● **CHALLENGE**
Rewrite the items below, swapping "agricultural terrace" for "rice terrace" wherever it appears and leaving everything else as it is.

● **THE RECORDS**

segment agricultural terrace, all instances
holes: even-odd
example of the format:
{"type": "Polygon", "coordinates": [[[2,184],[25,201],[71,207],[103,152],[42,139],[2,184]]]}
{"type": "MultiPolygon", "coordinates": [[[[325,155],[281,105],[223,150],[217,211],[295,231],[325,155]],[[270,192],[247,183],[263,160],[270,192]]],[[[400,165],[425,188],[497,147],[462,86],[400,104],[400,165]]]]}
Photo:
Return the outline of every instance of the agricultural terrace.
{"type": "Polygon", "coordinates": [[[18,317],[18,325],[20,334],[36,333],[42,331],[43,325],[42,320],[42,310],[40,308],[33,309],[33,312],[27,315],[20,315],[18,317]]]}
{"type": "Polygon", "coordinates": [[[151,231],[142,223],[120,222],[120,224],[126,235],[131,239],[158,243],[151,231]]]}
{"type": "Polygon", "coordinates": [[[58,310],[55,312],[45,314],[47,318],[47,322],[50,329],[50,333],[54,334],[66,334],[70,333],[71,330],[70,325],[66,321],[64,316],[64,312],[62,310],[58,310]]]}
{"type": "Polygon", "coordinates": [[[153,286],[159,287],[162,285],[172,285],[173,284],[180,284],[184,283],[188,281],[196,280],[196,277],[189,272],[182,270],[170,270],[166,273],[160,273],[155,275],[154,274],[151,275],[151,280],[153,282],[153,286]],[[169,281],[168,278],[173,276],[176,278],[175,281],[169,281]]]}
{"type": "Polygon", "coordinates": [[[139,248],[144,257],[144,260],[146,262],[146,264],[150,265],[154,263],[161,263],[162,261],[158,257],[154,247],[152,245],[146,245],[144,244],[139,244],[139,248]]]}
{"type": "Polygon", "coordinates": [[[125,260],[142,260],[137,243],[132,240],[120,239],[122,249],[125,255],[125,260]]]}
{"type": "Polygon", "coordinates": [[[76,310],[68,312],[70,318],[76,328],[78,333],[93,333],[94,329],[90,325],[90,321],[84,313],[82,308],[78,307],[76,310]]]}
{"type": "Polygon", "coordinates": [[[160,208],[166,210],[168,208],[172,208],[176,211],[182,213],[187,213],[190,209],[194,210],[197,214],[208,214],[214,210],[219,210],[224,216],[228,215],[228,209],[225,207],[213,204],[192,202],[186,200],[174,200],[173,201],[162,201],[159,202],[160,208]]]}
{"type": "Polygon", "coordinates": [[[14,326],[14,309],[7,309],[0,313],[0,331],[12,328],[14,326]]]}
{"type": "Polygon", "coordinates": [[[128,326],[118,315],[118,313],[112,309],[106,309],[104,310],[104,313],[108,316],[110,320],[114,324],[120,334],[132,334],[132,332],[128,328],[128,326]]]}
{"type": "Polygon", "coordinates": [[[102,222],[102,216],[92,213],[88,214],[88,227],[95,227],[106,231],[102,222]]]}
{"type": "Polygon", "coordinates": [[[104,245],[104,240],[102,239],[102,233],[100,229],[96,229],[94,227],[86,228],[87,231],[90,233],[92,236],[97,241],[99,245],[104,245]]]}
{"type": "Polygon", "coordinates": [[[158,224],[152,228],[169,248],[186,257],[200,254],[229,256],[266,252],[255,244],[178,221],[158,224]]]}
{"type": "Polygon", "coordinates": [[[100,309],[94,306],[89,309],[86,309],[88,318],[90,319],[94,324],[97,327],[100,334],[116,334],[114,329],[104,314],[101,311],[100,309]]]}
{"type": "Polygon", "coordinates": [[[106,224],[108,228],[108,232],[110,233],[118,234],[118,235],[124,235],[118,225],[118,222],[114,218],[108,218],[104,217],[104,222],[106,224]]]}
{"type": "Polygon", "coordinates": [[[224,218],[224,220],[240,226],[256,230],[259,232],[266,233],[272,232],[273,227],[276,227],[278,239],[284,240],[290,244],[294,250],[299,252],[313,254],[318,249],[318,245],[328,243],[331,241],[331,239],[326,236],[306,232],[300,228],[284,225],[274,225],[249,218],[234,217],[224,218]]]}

● **OUTPUT**
segment rice terrace, all instances
holes: even-odd
example of the format:
{"type": "Polygon", "coordinates": [[[2,184],[25,201],[71,207],[103,152],[42,139],[2,184]]]}
{"type": "MultiPolygon", "coordinates": [[[[325,155],[281,105],[223,150],[217,211],[295,231],[325,155]],[[270,192],[247,183],[263,160],[270,192]]],[[[400,165],[425,188],[497,147],[462,86],[400,104],[400,165]]]]}
Photo:
Return the outline of every instance of the rice terrace.
{"type": "Polygon", "coordinates": [[[18,317],[18,325],[20,334],[36,333],[42,331],[43,325],[42,320],[42,310],[40,308],[33,309],[33,312],[27,315],[20,315],[18,317]]]}
{"type": "Polygon", "coordinates": [[[151,231],[142,223],[120,222],[120,224],[126,235],[131,239],[158,243],[151,231]]]}
{"type": "Polygon", "coordinates": [[[58,310],[55,312],[45,314],[47,318],[47,322],[50,329],[50,333],[54,334],[66,334],[70,333],[71,330],[70,325],[66,321],[64,316],[64,312],[62,310],[58,310]]]}
{"type": "Polygon", "coordinates": [[[153,286],[159,287],[162,285],[172,285],[173,284],[180,284],[184,283],[188,281],[196,280],[196,277],[189,272],[182,270],[170,270],[166,273],[160,273],[155,275],[154,274],[151,275],[151,280],[153,282],[153,286]],[[169,281],[168,278],[173,276],[176,278],[175,281],[169,281]]]}
{"type": "Polygon", "coordinates": [[[139,248],[144,257],[144,260],[146,262],[146,264],[150,265],[154,263],[161,263],[162,261],[158,257],[154,247],[152,245],[146,245],[144,244],[139,244],[139,248]]]}
{"type": "Polygon", "coordinates": [[[125,260],[142,260],[137,243],[132,240],[120,239],[122,249],[125,255],[125,260]]]}
{"type": "Polygon", "coordinates": [[[76,310],[68,312],[70,318],[76,328],[78,333],[93,333],[94,329],[90,325],[90,321],[84,313],[82,308],[78,307],[76,310]]]}
{"type": "Polygon", "coordinates": [[[160,208],[166,210],[168,208],[172,208],[176,211],[182,213],[187,213],[190,209],[194,210],[197,214],[208,214],[214,210],[219,210],[224,216],[228,215],[228,209],[225,207],[213,204],[192,202],[186,200],[174,200],[173,201],[162,201],[159,202],[160,208]]]}
{"type": "Polygon", "coordinates": [[[14,326],[14,309],[7,309],[0,313],[0,331],[12,328],[14,326]]]}
{"type": "Polygon", "coordinates": [[[128,326],[118,315],[118,313],[112,309],[106,309],[104,310],[104,313],[108,316],[110,320],[114,324],[120,334],[132,334],[132,332],[128,328],[128,326]]]}
{"type": "Polygon", "coordinates": [[[102,222],[102,216],[92,213],[88,214],[88,227],[95,227],[106,231],[102,222]]]}
{"type": "Polygon", "coordinates": [[[104,245],[104,240],[102,239],[102,233],[100,229],[96,229],[94,227],[86,228],[87,231],[90,233],[92,236],[97,241],[99,245],[104,245]]]}
{"type": "Polygon", "coordinates": [[[158,224],[152,228],[169,248],[186,257],[200,254],[229,256],[266,252],[255,244],[178,221],[158,224]]]}
{"type": "Polygon", "coordinates": [[[100,309],[94,306],[89,309],[86,309],[88,318],[90,319],[94,324],[97,327],[100,334],[116,334],[114,329],[104,314],[101,311],[100,309]]]}
{"type": "Polygon", "coordinates": [[[106,224],[108,228],[108,232],[110,233],[118,234],[118,235],[124,235],[118,225],[118,222],[114,218],[108,218],[104,217],[104,222],[106,224]]]}
{"type": "Polygon", "coordinates": [[[224,218],[224,220],[240,226],[256,230],[259,232],[266,233],[272,232],[273,227],[276,227],[278,239],[284,240],[290,244],[294,250],[299,252],[313,254],[318,249],[318,245],[328,243],[331,241],[331,239],[326,236],[306,232],[300,228],[284,225],[274,225],[249,218],[234,217],[224,218]]]}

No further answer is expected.